[START OF Dataset extract]

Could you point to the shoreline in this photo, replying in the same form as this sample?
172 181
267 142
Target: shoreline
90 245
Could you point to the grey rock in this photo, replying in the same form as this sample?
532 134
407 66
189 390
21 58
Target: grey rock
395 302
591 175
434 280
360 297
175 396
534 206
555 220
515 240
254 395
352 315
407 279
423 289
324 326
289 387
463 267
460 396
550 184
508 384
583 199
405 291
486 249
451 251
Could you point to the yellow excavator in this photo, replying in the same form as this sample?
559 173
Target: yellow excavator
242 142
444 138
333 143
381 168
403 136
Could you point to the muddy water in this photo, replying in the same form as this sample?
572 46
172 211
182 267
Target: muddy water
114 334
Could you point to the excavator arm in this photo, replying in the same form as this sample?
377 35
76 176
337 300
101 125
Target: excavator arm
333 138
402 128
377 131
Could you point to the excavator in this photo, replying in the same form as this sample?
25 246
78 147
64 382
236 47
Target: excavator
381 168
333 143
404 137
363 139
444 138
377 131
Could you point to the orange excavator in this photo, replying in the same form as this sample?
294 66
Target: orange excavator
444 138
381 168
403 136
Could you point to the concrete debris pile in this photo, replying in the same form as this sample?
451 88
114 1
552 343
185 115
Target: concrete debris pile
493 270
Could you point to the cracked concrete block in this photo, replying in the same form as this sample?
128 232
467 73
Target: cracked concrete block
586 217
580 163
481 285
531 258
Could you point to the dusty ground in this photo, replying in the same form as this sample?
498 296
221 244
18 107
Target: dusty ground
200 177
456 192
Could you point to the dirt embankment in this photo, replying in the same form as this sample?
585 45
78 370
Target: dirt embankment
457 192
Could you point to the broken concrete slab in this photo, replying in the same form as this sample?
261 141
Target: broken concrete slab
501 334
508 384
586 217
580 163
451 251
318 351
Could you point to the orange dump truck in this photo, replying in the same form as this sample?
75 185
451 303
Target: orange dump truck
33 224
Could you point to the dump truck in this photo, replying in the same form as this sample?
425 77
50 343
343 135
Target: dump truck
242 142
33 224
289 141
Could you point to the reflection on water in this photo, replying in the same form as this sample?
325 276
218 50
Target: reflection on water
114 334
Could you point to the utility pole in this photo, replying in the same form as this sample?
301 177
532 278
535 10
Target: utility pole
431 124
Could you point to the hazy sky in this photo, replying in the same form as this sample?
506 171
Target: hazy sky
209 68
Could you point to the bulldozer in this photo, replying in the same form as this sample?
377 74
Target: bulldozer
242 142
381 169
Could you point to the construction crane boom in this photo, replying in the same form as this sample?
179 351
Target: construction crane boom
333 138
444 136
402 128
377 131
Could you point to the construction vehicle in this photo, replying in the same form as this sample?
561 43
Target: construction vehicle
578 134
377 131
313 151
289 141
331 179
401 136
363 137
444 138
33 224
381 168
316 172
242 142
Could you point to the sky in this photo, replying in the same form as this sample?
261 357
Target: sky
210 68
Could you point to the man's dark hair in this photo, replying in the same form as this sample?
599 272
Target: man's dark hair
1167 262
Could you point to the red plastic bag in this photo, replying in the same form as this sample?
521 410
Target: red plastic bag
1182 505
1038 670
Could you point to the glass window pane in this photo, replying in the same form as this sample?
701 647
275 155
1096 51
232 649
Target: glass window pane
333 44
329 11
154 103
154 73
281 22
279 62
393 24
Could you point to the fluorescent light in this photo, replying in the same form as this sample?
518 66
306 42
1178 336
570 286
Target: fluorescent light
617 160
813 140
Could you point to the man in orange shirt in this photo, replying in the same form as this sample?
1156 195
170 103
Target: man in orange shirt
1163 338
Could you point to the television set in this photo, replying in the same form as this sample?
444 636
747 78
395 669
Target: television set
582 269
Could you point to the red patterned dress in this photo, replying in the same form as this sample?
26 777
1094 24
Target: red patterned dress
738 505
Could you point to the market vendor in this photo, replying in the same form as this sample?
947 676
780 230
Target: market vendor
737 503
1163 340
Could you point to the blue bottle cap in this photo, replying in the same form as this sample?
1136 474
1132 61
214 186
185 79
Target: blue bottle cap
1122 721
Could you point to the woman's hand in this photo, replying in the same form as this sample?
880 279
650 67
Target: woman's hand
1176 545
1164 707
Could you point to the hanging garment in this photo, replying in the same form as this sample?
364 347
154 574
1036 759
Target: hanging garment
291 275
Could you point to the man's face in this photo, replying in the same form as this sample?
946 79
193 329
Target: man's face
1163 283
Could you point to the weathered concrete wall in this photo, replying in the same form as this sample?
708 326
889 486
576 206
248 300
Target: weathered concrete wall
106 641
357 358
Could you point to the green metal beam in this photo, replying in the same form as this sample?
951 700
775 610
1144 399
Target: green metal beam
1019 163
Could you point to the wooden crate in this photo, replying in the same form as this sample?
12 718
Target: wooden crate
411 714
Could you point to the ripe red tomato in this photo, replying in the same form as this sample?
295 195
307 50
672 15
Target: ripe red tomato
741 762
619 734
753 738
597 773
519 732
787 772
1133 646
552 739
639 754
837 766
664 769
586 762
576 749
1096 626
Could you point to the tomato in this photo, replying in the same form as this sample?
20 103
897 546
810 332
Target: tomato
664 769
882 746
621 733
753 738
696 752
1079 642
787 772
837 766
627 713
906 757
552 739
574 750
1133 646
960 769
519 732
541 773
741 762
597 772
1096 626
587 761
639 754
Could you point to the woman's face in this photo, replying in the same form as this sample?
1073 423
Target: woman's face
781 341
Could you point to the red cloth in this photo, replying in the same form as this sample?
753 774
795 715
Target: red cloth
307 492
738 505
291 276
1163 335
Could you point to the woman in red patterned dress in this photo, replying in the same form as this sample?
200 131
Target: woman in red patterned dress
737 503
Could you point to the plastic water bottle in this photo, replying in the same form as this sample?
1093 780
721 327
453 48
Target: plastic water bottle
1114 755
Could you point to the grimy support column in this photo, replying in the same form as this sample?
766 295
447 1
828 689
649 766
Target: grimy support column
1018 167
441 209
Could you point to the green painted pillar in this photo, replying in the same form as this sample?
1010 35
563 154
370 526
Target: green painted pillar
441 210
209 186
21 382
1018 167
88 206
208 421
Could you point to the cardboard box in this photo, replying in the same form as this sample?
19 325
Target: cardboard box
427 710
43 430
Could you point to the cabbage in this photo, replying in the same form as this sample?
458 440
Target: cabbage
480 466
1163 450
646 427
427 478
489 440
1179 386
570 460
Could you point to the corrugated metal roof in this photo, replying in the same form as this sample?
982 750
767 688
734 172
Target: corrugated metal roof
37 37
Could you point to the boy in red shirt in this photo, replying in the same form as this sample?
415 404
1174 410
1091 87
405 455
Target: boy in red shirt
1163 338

[END OF Dataset extract]

● What to produce: Locate the line with "Could you point to the grimy" in the entries above; extract it and every line after it, verbatim.

● Task answer:
Could you point to the grimy support column in this photo, replying in the same form as this sample?
766 295
447 1
828 689
649 766
Target: grimy support column
1018 167
441 209
Could you point to the green painted pillar in this photo, replying in the same form as this sample?
1010 35
563 154
370 526
Target: green painted pillar
441 210
209 186
21 382
1018 167
88 206
208 421
Could you point to the cardboard box in this photo, replying in the same form as this sample?
19 325
Target: cardboard box
427 710
43 430
Could you point to the cabbage in this photo, replying in the same form as this sample?
458 440
Target: cabbage
480 466
1163 450
646 427
427 478
489 440
1179 386
570 460
Could you point to the corrugated metal roof in this photo, replying in the same form as this sample?
982 750
767 688
734 172
Target: corrugated metal roof
37 37
Could you point to the boy in red shirt in this photo, replying in the same form as this sample?
415 404
1174 410
1091 87
405 455
Target: boy in red shirt
1163 338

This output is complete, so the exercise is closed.